▶ **AIM OF THE TASK**: Only an exact, line-for-line copy of the data will serve as the answer.

▶ **Stored records**:
####

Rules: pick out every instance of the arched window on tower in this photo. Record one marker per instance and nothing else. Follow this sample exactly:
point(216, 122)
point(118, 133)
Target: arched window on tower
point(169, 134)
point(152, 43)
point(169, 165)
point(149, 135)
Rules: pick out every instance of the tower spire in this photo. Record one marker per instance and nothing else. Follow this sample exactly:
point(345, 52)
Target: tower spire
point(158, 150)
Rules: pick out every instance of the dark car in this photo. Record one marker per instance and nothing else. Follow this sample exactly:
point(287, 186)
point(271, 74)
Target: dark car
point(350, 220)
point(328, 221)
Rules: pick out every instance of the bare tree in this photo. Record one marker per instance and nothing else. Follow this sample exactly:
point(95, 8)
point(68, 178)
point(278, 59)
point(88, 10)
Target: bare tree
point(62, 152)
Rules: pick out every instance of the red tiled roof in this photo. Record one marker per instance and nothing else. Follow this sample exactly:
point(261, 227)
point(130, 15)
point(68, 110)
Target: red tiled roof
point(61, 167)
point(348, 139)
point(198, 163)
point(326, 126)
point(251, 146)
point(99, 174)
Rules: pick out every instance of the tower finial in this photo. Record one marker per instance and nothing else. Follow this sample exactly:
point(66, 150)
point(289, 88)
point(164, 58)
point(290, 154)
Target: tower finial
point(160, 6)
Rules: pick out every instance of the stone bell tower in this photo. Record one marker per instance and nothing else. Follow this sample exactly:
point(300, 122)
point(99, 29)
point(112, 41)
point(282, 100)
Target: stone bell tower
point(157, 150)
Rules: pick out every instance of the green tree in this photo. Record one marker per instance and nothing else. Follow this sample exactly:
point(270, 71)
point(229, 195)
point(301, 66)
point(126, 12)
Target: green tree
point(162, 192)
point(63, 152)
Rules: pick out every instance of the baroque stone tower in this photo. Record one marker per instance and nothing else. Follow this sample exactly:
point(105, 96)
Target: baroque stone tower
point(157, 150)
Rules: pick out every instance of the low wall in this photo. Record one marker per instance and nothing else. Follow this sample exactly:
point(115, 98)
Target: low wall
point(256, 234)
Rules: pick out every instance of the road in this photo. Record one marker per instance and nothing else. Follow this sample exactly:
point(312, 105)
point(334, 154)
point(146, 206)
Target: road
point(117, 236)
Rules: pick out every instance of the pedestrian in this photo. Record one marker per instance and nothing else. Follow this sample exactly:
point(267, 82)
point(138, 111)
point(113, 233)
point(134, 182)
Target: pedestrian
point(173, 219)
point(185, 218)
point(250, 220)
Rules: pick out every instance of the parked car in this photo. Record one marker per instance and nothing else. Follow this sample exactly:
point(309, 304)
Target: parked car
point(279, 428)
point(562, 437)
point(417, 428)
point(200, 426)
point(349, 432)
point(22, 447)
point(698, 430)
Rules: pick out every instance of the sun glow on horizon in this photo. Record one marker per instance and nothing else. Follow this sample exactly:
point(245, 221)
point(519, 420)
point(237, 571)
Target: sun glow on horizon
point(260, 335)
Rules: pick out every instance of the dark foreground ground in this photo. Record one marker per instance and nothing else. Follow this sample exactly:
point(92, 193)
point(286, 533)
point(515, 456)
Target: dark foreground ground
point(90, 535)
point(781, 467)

####

▶ **EXPECTED ANSWER**:
Rules: pick out every instance of the arched window on tower in this photo. Record one marker per instance and nothing else. Follow this sample exactly:
point(216, 122)
point(118, 133)
Target: arched window on tower
point(169, 134)
point(152, 43)
point(169, 165)
point(149, 135)
Rules: pick out every instance of the tower spire in this photo. Record one marker per instance and nothing else. Follow this sample exactly:
point(345, 52)
Target: tower spire
point(158, 150)
Rules: pick out every instance of the dark car in this photo. Record one marker per instance and nothing else. Follow this sample exactly:
point(287, 186)
point(271, 74)
Target: dark car
point(350, 220)
point(328, 221)
Rules: pick out every instance of the bare tree in this photo. Record one marker per instance and nothing else. Follow this sample exactly:
point(95, 8)
point(68, 178)
point(278, 59)
point(88, 10)
Target: bare tree
point(62, 152)
Rules: pick out every instance of the red tiled roof in this photo. Record one marker per instance and nothing else. Follow this sample exactly:
point(261, 227)
point(130, 15)
point(68, 110)
Target: red tiled roof
point(61, 167)
point(348, 139)
point(198, 163)
point(326, 126)
point(251, 146)
point(99, 174)
Rules: pick out every instance of the tower finial in this photo. Record one marker per instance and nothing else. Follow this sample exactly:
point(66, 150)
point(289, 88)
point(164, 58)
point(290, 154)
Target: tower finial
point(160, 6)
Rules: pick out every instance of the stone bell tower in this photo. Record one marker per instance and nothing else. Follow this sample exactly:
point(300, 122)
point(99, 29)
point(112, 41)
point(282, 100)
Target: stone bell tower
point(157, 150)
Rules: pick out every instance of the green tree in this photo. Record one marker per instance and nothing else. Follow this sample exactly:
point(270, 71)
point(229, 195)
point(301, 66)
point(126, 12)
Target: green tree
point(162, 192)
point(63, 152)
Rules: pick out every instance of the baroque stone tower in this photo. Record one marker per instance and nothing else. Follow this sample exactly:
point(105, 96)
Target: baroque stone tower
point(157, 150)
Rules: pick out every instance of the low wall in this photo. Record one marker per instance and nothing else. Follow this sample exactly:
point(115, 98)
Target: low wall
point(256, 234)
Rules: pick out every instance of the road in this photo. Record one marker per instance and nothing else. Follow this sample exactly:
point(312, 105)
point(334, 154)
point(146, 206)
Target: road
point(117, 236)
Rules: pick out every instance of the pedestrian in this photo. Record one marker per instance and nothing else. Follow this sample exactly:
point(267, 82)
point(138, 111)
point(113, 233)
point(134, 182)
Target: pedestrian
point(173, 219)
point(185, 218)
point(250, 220)
Rules: pick out every instance of the parked car in this photo. Record one marker per instance and nothing else. Follow this sample exactly:
point(309, 304)
Target: parked car
point(279, 428)
point(562, 437)
point(417, 428)
point(200, 426)
point(349, 432)
point(22, 447)
point(698, 430)
Rules: pick out every instance of the sun glow on horizon in this photo. Record one marker per instance and nothing else. Follow this sample exactly:
point(245, 221)
point(519, 420)
point(237, 571)
Target: sun glow on horizon
point(260, 335)
Rules: pick out every instance of the dark foreground ground in this photo. Record one marker per instance and nothing else. Follow this sample exactly:
point(92, 193)
point(286, 533)
point(515, 456)
Target: dark foreground ground
point(90, 535)
point(781, 467)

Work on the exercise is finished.